▸ **Written instruction A**: Please reproduce the records word for word, starting at their first line and ending at the line that contains "[[799, 825, 827, 850]]".

▸ **Article**:
CADILLAC - It was as though someone had thrown a party and forgot to invite Wexford County during the first half century of Michigan's life as a viable oil and natural gas producing state.
Bordered by production to the east, southeast and south in Missaukee, Clare, Osceola and Lake Counties, it seemed that all Wexford County could do was stand on the sidelines and watch while scores of Mississippian and Devonianage fields were discovered and developed throughout the Central Basin from the mid-1920s into the decade of the 1970s.
Through 1971 the sum total of Wexford's crude oil production, only 4,814 barrels, was from a lone Traverse Limestone producer drilled in 1952 in Section 27 of Cherry Grove Township, T21N, R10W. Just four miles to the northeast the county's only other productive field. Cherry Grove Sec. 13, had nearly depleted its Michigan Stray reservoir in yielding just under one billion cubic feet gas from five wells.

▸ **Task material**:
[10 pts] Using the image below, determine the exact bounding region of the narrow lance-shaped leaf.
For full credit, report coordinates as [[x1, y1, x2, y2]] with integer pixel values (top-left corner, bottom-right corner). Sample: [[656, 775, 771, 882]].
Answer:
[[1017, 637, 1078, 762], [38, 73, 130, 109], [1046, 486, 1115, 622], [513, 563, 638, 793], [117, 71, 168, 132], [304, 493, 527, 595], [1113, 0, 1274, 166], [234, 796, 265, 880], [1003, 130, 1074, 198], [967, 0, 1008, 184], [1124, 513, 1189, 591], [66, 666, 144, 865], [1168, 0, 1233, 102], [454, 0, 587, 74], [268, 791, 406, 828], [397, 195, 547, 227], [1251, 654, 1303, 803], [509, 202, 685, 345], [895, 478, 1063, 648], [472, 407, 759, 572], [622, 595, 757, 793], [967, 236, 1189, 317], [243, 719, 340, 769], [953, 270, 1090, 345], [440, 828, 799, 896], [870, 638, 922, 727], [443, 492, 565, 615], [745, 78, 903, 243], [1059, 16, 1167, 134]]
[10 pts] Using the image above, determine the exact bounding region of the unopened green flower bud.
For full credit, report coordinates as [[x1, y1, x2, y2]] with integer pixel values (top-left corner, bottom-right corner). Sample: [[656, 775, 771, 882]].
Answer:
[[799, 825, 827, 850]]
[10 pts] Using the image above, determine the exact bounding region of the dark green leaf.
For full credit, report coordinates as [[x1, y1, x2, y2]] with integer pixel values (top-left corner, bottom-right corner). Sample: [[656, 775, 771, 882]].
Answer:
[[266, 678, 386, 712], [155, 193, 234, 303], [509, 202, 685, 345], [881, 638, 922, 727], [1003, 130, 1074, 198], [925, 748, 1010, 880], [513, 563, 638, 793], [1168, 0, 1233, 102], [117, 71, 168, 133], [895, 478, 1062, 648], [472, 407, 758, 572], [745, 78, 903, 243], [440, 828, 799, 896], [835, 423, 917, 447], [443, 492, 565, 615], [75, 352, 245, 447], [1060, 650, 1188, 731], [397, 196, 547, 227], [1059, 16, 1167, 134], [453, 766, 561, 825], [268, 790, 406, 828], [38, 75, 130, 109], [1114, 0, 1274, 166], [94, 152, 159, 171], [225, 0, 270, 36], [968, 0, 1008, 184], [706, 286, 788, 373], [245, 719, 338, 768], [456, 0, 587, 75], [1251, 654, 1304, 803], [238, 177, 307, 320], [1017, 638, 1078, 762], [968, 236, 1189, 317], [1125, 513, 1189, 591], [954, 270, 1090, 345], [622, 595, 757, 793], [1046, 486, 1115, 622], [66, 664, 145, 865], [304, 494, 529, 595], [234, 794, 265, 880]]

▸ **Written instruction B**: Quote the Wexford County oil and gas article, starting at "Bordered by production" and ending at "of the 1970s.".

▸ **Task solution A**:
[10 pts] Using the image below, determine the exact bounding region of the narrow lance-shaped leaf.
For full credit, report coordinates as [[x1, y1, x2, y2]] with integer pixel values (top-left corner, bottom-right corner). Sample: [[656, 775, 771, 882]].
Answer:
[[1017, 637, 1078, 762], [38, 73, 130, 109], [1046, 486, 1115, 622], [513, 563, 638, 793], [117, 71, 168, 132], [304, 493, 527, 595], [1113, 0, 1274, 166], [234, 796, 265, 880], [1003, 130, 1074, 198], [967, 0, 1008, 184], [1124, 513, 1189, 591], [66, 666, 144, 865], [1168, 0, 1233, 102], [454, 0, 587, 74], [268, 791, 406, 828], [397, 195, 547, 227], [1251, 654, 1303, 803], [509, 202, 685, 345], [895, 478, 1063, 648], [472, 407, 759, 572], [622, 595, 757, 793], [967, 236, 1189, 317], [243, 719, 340, 769], [953, 270, 1090, 345], [440, 828, 799, 896], [870, 638, 922, 727], [443, 492, 565, 615], [745, 78, 903, 243], [1059, 16, 1167, 134]]
[10 pts] Using the image above, determine the exact bounding region of the unopened green flower bud.
For full credit, report coordinates as [[x1, y1, x2, y2]] with integer pixel values (top-left corner, bottom-right corner). Sample: [[656, 775, 771, 882]].
Answer:
[[799, 825, 827, 850]]

▸ **Task solution B**:
Bordered by production to the east, southeast and south in Missaukee, Clare, Osceola and Lake Counties, it seemed that all Wexford County could do was stand on the sidelines and watch while scores of Mississippian and Devonianage fields were discovered and developed throughout the Central Basin from the mid-1920s into the decade of the 1970s.